DIRECTIONS: Reproduce the data below word for word, beginning with its first line and continuing through the line containing "point(266, 187)", with that line included. Leave the pictures out of your copy.

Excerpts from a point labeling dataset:
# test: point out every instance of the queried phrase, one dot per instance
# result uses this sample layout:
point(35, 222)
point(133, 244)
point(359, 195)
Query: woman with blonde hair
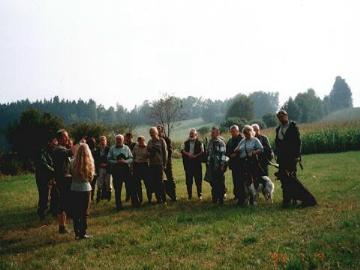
point(248, 149)
point(83, 171)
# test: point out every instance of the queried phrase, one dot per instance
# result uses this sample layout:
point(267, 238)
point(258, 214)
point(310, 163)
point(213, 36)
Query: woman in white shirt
point(248, 149)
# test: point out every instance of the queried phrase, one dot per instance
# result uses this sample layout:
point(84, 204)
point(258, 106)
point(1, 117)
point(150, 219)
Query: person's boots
point(98, 196)
point(189, 190)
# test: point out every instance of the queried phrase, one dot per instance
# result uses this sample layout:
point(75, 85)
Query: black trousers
point(171, 191)
point(120, 177)
point(237, 183)
point(43, 192)
point(292, 188)
point(54, 199)
point(63, 193)
point(193, 171)
point(141, 173)
point(157, 183)
point(93, 185)
point(218, 186)
point(80, 211)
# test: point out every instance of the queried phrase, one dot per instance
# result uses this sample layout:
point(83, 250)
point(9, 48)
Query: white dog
point(266, 187)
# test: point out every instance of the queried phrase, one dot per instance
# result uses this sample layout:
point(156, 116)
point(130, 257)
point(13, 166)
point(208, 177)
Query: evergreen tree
point(340, 95)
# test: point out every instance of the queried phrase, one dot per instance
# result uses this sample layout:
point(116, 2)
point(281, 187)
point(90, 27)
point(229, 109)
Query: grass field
point(196, 234)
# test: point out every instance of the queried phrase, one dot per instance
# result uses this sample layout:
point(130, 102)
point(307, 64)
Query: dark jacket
point(266, 155)
point(61, 157)
point(100, 158)
point(230, 147)
point(44, 165)
point(197, 150)
point(290, 146)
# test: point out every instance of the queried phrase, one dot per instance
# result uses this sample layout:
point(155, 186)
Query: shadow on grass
point(21, 223)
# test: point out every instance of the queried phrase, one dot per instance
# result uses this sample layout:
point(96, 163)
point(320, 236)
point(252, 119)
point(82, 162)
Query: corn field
point(326, 137)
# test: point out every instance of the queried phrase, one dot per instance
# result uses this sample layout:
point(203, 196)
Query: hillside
point(349, 114)
point(181, 130)
point(195, 234)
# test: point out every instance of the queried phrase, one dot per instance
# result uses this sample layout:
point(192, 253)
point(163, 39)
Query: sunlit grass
point(195, 234)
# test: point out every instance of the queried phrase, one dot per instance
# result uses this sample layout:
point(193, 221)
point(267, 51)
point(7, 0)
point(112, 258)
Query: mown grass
point(196, 234)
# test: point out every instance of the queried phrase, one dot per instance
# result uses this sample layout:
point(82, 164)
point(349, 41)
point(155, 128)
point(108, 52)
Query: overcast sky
point(129, 51)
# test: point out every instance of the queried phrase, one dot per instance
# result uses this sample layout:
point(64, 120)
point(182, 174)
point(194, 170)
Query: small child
point(83, 170)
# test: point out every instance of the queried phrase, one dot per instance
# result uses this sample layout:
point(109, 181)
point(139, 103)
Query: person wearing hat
point(288, 154)
point(192, 156)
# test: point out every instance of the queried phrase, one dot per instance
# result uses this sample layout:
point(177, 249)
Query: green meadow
point(195, 234)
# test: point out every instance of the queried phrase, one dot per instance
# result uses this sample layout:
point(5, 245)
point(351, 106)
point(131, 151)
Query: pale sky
point(128, 51)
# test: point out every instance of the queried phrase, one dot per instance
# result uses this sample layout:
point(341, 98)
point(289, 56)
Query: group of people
point(71, 173)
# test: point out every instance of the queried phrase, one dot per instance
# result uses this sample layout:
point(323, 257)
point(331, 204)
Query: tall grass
point(320, 137)
point(329, 137)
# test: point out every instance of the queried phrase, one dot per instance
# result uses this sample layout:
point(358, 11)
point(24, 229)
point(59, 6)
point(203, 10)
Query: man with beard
point(62, 154)
point(192, 157)
point(287, 150)
point(170, 186)
point(234, 160)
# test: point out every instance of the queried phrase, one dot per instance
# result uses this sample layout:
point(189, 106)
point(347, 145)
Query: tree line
point(257, 107)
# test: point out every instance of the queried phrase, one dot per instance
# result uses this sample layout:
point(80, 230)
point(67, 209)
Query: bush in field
point(331, 140)
point(225, 125)
point(326, 138)
point(80, 130)
point(32, 132)
point(203, 131)
point(260, 122)
point(270, 120)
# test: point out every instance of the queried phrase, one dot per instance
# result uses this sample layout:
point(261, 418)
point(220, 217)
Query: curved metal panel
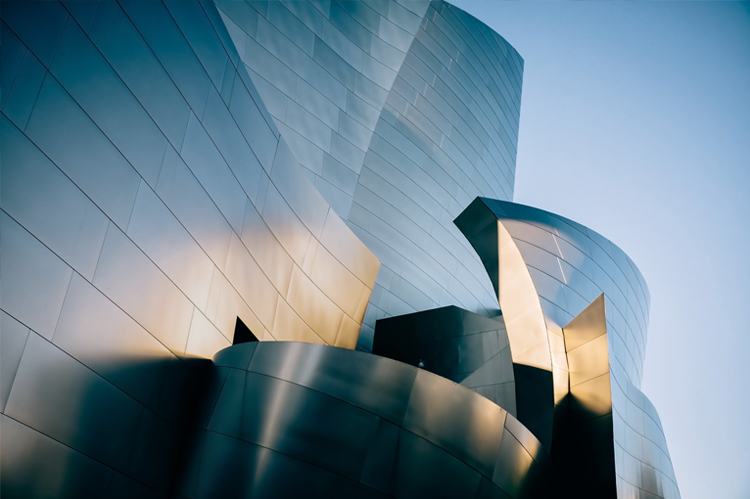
point(583, 280)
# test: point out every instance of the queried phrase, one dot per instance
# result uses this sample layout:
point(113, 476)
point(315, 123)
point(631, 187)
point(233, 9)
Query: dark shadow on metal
point(242, 333)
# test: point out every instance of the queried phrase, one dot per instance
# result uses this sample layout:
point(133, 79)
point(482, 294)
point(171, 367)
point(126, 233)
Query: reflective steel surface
point(281, 408)
point(171, 169)
point(594, 310)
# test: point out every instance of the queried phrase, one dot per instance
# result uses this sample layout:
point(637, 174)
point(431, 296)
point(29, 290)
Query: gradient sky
point(635, 121)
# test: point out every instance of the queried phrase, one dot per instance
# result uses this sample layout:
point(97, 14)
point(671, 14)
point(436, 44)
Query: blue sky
point(635, 121)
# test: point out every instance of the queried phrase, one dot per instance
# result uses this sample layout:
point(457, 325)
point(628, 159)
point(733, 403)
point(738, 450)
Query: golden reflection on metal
point(588, 358)
point(519, 301)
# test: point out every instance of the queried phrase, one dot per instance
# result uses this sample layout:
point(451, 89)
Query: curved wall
point(401, 113)
point(148, 202)
point(447, 133)
point(301, 420)
point(170, 167)
point(570, 266)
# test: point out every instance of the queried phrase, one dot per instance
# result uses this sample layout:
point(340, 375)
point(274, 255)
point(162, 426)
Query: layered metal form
point(548, 272)
point(148, 202)
point(175, 172)
point(301, 420)
point(402, 112)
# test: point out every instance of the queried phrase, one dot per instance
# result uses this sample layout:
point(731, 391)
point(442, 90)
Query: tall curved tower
point(206, 207)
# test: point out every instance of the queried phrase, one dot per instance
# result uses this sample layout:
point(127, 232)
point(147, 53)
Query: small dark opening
point(242, 333)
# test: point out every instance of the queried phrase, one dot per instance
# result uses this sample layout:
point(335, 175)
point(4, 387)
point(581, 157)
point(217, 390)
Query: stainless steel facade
point(171, 170)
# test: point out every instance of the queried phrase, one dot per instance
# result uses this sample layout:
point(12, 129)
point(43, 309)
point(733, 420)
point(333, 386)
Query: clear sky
point(635, 121)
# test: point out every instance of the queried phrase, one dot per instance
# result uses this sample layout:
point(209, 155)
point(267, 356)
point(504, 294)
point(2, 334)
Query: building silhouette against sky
point(258, 183)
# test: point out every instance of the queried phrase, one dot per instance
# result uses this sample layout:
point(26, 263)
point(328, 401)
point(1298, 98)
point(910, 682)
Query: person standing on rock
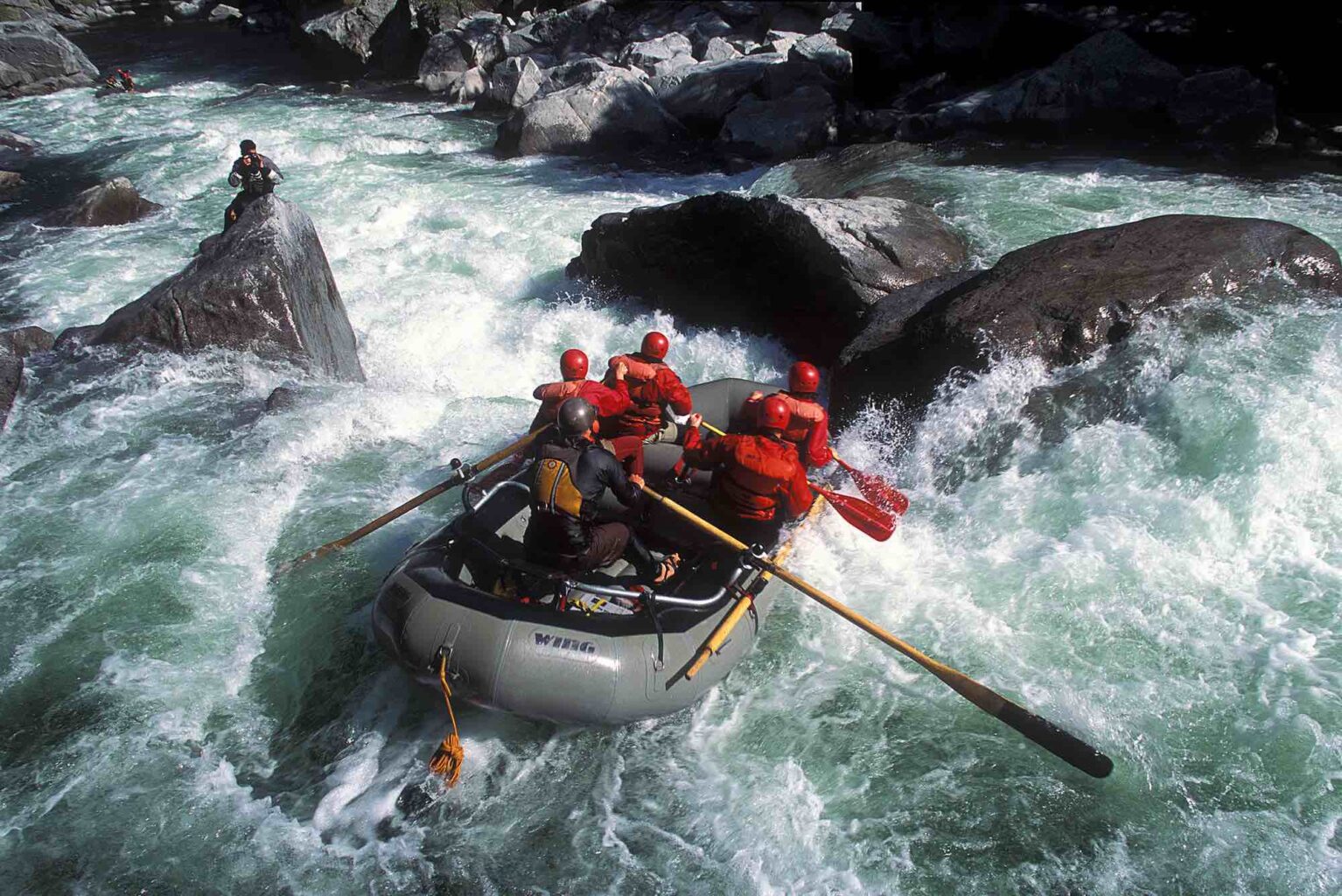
point(809, 423)
point(568, 482)
point(758, 483)
point(255, 175)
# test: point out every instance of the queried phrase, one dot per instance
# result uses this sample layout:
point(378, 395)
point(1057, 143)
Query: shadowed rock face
point(37, 60)
point(799, 269)
point(264, 286)
point(103, 206)
point(15, 346)
point(1066, 297)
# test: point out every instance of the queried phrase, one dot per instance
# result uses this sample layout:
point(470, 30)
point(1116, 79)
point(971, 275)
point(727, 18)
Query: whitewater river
point(1156, 568)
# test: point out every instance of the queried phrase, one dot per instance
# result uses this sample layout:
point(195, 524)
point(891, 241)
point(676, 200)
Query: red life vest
point(645, 413)
point(552, 395)
point(806, 413)
point(751, 485)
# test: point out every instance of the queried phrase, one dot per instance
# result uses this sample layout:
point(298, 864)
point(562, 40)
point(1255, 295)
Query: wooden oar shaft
point(1042, 732)
point(455, 480)
point(729, 623)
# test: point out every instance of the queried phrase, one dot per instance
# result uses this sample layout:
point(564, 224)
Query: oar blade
point(1065, 746)
point(863, 516)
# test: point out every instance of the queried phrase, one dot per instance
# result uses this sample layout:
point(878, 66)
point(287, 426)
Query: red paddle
point(867, 518)
point(877, 490)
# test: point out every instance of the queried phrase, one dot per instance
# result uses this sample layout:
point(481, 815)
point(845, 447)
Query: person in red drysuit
point(809, 423)
point(610, 402)
point(758, 482)
point(653, 388)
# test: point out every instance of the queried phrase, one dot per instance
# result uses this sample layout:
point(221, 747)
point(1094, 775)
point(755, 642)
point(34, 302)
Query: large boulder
point(800, 123)
point(1063, 298)
point(799, 269)
point(357, 37)
point(613, 113)
point(263, 286)
point(513, 83)
point(477, 42)
point(1106, 83)
point(1229, 106)
point(705, 95)
point(826, 52)
point(37, 60)
point(15, 346)
point(109, 204)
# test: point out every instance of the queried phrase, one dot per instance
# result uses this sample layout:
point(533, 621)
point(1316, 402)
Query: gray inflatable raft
point(458, 594)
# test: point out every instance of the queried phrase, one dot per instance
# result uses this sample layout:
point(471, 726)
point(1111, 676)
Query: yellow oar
point(462, 473)
point(1038, 729)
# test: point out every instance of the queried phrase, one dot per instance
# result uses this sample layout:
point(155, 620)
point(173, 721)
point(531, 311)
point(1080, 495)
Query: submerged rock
point(117, 201)
point(263, 286)
point(799, 269)
point(37, 60)
point(613, 113)
point(15, 346)
point(1063, 298)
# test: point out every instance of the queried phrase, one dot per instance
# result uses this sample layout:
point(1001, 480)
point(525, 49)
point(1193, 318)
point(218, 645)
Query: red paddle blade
point(871, 521)
point(878, 491)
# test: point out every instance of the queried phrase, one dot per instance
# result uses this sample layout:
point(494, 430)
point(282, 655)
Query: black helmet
point(576, 416)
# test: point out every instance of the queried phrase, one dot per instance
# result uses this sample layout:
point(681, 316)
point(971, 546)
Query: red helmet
point(774, 413)
point(803, 379)
point(655, 346)
point(573, 364)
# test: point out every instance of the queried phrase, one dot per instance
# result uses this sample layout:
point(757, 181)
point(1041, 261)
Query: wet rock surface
point(1063, 298)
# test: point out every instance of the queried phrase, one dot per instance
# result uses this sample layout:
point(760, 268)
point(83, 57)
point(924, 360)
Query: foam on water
point(1155, 564)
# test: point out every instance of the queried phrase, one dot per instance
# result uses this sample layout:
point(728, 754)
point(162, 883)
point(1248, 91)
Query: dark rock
point(15, 346)
point(613, 113)
point(647, 54)
point(773, 129)
point(37, 60)
point(718, 50)
point(852, 171)
point(109, 204)
point(826, 52)
point(708, 93)
point(1066, 297)
point(263, 286)
point(1227, 106)
point(362, 35)
point(474, 43)
point(17, 143)
point(513, 85)
point(281, 399)
point(1105, 83)
point(799, 269)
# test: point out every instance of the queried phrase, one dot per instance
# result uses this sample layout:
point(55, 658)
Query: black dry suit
point(567, 485)
point(256, 176)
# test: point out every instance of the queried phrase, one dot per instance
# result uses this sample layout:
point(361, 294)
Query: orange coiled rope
point(450, 755)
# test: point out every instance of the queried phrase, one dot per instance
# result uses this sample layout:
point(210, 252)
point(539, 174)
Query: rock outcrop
point(351, 38)
point(1066, 297)
point(797, 269)
point(263, 286)
point(15, 346)
point(37, 60)
point(613, 113)
point(117, 201)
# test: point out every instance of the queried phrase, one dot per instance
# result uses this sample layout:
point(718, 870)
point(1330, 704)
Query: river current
point(1153, 558)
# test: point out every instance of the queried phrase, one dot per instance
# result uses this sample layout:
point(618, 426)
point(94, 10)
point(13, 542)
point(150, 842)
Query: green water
point(1157, 570)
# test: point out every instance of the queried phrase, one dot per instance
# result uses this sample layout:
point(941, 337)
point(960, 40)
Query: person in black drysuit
point(570, 475)
point(255, 175)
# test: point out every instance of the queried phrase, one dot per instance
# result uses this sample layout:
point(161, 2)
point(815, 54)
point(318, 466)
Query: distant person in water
point(255, 175)
point(121, 80)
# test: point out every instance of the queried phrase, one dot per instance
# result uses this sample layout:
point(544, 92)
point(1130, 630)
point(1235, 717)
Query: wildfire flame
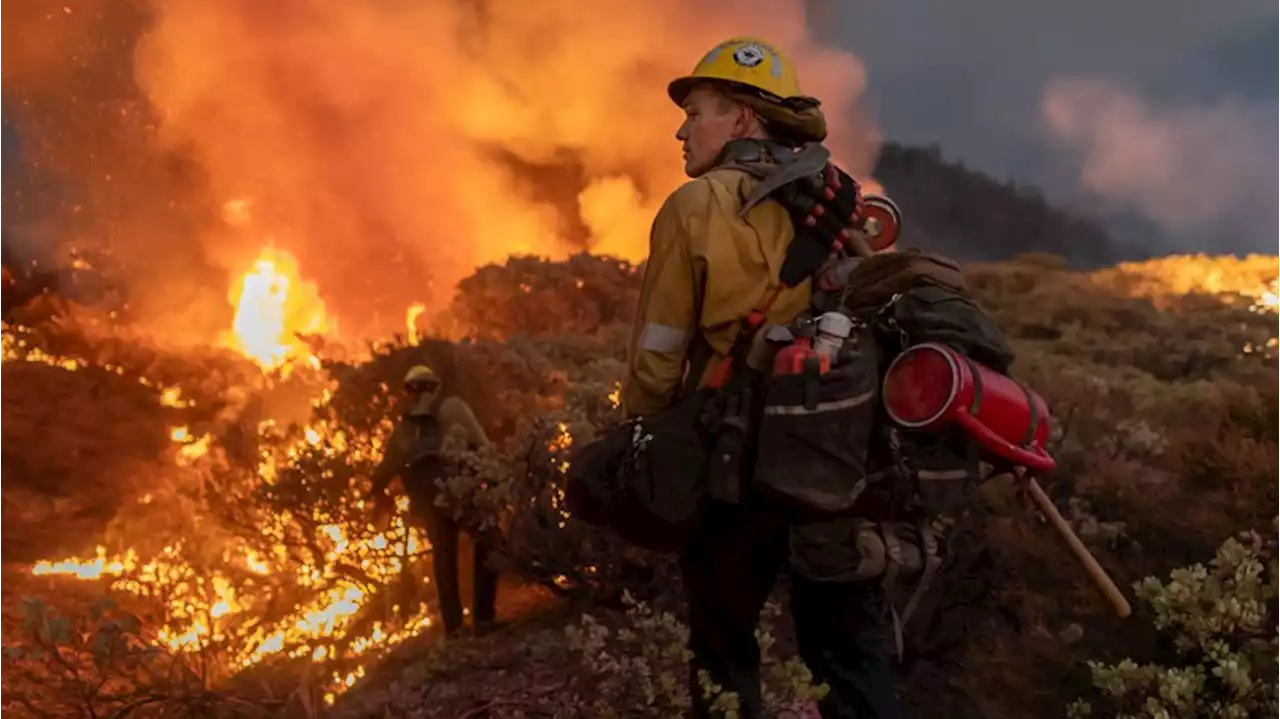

EXERCISE OUTPUT:
# test: point out every instance of the queried phrase, one dot per instance
# result uses this sample layout:
point(35, 222)
point(133, 244)
point(359, 195)
Query: woman with blonde hair
point(248, 149)
point(83, 171)
# test: point out every instance of the queried phrase, one dot per instance
# result uses this sample layout:
point(267, 238)
point(258, 214)
point(310, 163)
point(213, 36)
Query: woman in white shirt
point(248, 149)
# test: point out every instance of the queried phrase, one dot per instance
# result uses this sample layout:
point(84, 204)
point(258, 106)
point(1, 117)
point(150, 219)
Query: person's boots
point(98, 196)
point(189, 190)
# test: point out every instance of the queried phrase, one dot per instance
# result uses this sample layout:
point(75, 85)
Query: black trousers
point(171, 191)
point(120, 177)
point(237, 183)
point(43, 192)
point(292, 188)
point(54, 199)
point(63, 193)
point(193, 171)
point(141, 173)
point(157, 183)
point(93, 185)
point(218, 186)
point(80, 211)
# test: point out every instance of the queried phrase, one dot per instance
# result uses this sample layout:
point(83, 250)
point(9, 48)
Query: white dog
point(266, 187)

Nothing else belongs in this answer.